## DOCUMENT SECTION
※
How to improve the Thomas algorithm for block tridiagonal matrices

karei · March 13, 2025, 4:00am

I did some searching but it seems that Julia doesn’t implement a specific algorithm for block tridiagonal matrices. So I implemented one myself. I would like to know:

Have I missed some existing algorithm implementations for block tridiagonal matrices?
is there any room for improvement of the solver function I wrote?

function block_thomas_tridiagonal(A::AbstractVector{T}, B::AbstractVector{T}, C::AbstractVector{T},
    d::AbstractVector) where {T}
    B = copy(B)
    n = size(B[1], 1) # rows of each block
    m = length(B) # number of blocks

    # Forward elimination
    for i = 2:m # (no speed up using inbounds+simd)
        multiplier = A[i-1] * inv(B[i-1])
        B[i] -= multiplier * C[i-1]
        d[n*(i-1)+1:n*i] .-= multiplier * d[n*(i-2)+1:n*(i-1)]
    end

    # Backward substitution
    x = similar(d)
    x[n*(m-1)+1:n*m] = B[m] \ d[n*(m-1)+1:n*m] # no speed up using .=
    for i = m-1:-1:1
        x[n*(i-1)+1:n*i] = B[i] \ (d[n*(i-1)+1:n*i] - C[i] * x[n*i+1:n*(i+1)])
    end

    return x
end

This function is specifically designed to handle the case where every block has the same size. It usually takes a Vector{Matrix{Float64}} as input and solves each block one by one.

LaurentPlagne · March 13, 2025, 8:37am

This parallel (thread+simd) C++ implementation may help you to implement a performant Julia implementation of Thomas Algorithm. Be aware that for large problem exceeding cache size, the algorihm is memory bound:

Note also that this algorithm is well suited for GPU implementation.
※
## DATA SUPPLIED

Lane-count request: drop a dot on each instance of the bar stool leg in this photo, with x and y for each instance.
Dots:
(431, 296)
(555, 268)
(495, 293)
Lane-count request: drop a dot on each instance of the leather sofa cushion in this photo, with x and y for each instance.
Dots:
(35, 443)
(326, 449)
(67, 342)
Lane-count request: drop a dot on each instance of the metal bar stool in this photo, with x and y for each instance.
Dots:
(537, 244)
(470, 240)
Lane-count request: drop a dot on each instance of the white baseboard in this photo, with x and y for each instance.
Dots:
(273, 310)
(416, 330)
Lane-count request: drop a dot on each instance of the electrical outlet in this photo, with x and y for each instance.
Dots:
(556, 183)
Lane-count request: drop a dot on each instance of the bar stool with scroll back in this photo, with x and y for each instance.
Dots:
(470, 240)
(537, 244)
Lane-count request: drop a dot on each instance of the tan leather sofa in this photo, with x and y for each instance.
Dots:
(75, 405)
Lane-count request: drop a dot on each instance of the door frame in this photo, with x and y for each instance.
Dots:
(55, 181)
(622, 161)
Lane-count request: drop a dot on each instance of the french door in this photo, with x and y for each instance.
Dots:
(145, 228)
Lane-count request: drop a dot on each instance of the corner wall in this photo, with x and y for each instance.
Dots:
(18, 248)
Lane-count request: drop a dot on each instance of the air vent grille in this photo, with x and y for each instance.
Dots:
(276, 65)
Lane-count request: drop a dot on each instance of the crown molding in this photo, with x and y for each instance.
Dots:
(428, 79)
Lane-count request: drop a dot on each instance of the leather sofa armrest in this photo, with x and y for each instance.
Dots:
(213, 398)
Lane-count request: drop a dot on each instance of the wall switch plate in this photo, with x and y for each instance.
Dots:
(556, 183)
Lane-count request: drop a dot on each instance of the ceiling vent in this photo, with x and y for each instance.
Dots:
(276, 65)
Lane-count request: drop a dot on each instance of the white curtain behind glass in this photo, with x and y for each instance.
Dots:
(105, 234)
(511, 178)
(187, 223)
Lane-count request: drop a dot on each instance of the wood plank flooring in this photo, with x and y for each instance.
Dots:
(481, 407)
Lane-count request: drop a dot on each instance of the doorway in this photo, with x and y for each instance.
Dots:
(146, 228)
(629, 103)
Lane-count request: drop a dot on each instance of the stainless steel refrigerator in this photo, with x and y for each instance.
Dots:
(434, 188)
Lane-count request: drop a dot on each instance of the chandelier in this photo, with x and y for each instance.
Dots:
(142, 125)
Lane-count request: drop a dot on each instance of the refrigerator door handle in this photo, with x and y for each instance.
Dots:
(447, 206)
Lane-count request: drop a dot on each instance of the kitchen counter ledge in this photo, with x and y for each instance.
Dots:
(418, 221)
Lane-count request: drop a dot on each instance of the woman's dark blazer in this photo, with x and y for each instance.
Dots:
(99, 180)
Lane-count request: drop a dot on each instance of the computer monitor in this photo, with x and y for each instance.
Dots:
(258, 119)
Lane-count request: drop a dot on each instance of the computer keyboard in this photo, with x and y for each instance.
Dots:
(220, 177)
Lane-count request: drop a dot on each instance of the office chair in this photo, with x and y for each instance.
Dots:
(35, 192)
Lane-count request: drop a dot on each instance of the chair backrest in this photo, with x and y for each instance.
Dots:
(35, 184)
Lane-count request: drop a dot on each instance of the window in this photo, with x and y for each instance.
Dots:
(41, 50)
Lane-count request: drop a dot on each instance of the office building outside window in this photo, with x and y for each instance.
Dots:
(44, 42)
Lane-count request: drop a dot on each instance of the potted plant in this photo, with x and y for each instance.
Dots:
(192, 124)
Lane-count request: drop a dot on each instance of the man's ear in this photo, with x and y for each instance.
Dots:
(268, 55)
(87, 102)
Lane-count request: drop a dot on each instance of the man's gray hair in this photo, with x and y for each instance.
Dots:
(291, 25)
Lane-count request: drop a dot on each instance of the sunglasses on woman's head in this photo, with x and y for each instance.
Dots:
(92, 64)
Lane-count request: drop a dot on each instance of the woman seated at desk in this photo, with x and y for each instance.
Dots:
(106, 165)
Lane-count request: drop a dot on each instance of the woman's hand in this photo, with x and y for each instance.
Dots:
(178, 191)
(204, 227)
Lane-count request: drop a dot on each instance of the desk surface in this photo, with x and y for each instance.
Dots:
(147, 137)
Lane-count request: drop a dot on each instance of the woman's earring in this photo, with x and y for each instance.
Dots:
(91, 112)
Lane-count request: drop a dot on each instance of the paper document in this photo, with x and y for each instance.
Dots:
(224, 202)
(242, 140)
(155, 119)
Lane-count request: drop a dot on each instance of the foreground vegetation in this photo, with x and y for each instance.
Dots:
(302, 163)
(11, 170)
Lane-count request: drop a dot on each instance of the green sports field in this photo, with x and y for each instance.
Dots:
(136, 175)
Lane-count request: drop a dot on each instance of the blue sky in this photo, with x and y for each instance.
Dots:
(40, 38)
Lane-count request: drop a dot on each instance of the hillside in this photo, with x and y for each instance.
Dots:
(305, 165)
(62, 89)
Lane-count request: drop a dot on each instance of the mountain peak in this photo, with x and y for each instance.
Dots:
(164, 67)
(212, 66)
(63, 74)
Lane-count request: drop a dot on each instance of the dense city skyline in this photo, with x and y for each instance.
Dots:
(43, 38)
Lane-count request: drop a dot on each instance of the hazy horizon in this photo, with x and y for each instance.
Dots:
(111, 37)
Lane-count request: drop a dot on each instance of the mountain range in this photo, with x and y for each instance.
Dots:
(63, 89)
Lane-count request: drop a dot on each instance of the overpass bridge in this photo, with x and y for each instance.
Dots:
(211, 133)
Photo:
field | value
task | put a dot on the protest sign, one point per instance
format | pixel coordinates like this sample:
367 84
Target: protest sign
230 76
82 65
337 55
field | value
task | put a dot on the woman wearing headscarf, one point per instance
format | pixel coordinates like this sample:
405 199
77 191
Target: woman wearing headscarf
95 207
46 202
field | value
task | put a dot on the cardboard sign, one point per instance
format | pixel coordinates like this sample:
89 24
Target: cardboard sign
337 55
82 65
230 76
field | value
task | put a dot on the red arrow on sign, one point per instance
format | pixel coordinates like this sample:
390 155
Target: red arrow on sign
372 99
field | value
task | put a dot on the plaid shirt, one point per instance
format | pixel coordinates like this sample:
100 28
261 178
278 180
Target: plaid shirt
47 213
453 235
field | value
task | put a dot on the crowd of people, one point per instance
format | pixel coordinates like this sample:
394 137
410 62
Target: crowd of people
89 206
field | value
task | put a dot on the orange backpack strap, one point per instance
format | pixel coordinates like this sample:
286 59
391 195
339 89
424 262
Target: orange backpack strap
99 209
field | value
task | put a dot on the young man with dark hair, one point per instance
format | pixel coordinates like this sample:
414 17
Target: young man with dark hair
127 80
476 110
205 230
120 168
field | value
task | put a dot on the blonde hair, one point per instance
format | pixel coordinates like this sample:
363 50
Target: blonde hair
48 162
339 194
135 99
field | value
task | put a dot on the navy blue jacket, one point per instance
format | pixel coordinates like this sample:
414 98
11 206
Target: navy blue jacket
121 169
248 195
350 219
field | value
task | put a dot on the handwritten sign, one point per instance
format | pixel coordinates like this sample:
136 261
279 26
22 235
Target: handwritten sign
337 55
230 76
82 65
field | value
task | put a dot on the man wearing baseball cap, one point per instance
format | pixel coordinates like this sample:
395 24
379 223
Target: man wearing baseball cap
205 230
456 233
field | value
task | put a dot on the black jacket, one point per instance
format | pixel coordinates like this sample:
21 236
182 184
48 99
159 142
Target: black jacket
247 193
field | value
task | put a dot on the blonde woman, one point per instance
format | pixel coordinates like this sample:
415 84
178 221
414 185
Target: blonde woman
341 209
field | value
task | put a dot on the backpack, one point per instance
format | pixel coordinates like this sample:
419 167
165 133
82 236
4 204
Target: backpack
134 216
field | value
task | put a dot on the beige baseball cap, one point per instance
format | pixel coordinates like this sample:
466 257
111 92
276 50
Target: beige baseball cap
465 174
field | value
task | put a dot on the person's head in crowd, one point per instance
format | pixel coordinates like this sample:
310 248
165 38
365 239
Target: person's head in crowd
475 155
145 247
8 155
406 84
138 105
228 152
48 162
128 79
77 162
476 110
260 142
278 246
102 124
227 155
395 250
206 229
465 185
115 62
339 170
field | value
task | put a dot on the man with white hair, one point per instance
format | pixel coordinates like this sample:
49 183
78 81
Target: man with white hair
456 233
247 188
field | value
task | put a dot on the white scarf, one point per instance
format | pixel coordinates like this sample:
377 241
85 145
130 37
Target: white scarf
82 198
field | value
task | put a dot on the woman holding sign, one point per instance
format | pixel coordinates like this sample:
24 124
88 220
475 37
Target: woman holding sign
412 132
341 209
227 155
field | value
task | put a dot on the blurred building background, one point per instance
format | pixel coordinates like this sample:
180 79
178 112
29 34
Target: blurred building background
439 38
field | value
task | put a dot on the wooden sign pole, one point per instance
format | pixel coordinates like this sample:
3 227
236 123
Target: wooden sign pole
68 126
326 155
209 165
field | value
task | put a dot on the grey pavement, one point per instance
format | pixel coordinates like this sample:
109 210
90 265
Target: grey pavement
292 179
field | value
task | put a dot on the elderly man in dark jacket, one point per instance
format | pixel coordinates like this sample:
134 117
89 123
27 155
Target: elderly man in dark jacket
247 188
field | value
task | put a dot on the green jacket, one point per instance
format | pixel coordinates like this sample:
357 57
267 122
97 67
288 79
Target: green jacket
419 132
※
Print the whole Thomas algorithm thread again, word for word. The data bear no relation to the Thomas algorithm thread.

How to improve the Thomas algorithm for block tridiagonal matrices

karei · March 13, 2025, 4:00am

I did some searching but it seems that Julia doesn’t implement a specific algorithm for block tridiagonal matrices. So I implemented one myself. I would like to know:

Have I missed some existing algorithm implementations for block tridiagonal matrices?
is there any room for improvement of the solver function I wrote?

function block_thomas_tridiagonal(A::AbstractVector{T}, B::AbstractVector{T}, C::AbstractVector{T},
    d::AbstractVector) where {T}
    B = copy(B)
    n = size(B[1], 1) # rows of each block
    m = length(B) # number of blocks

    # Forward elimination
    for i = 2:m # (no speed up using inbounds+simd)
        multiplier = A[i-1] * inv(B[i-1])
        B[i] -= multiplier * C[i-1]
        d[n*(i-1)+1:n*i] .-= multiplier * d[n*(i-2)+1:n*(i-1)]
    end

    # Backward substitution
    x = similar(d)
    x[n*(m-1)+1:n*m] = B[m] \ d[n*(m-1)+1:n*m] # no speed up using .=
    for i = m-1:-1:1
        x[n*(i-1)+1:n*i] = B[i] \ (d[n*(i-1)+1:n*i] - C[i] * x[n*i+1:n*(i+1)])
    end

    return x
end

This function is specifically designed to handle the case where every block has the same size. It usually takes a Vector{Matrix{Float64}} as input and solves each block one by one.

LaurentPlagne · March 13, 2025, 8:37am

This parallel (thread+simd) C++ implementation may help you to implement a performant Julia implementation of Thomas Algorithm. Be aware that for large problem exceeding cache size, the algorihm is memory bound:

Note also that this algorithm is well suited for GPU implementation.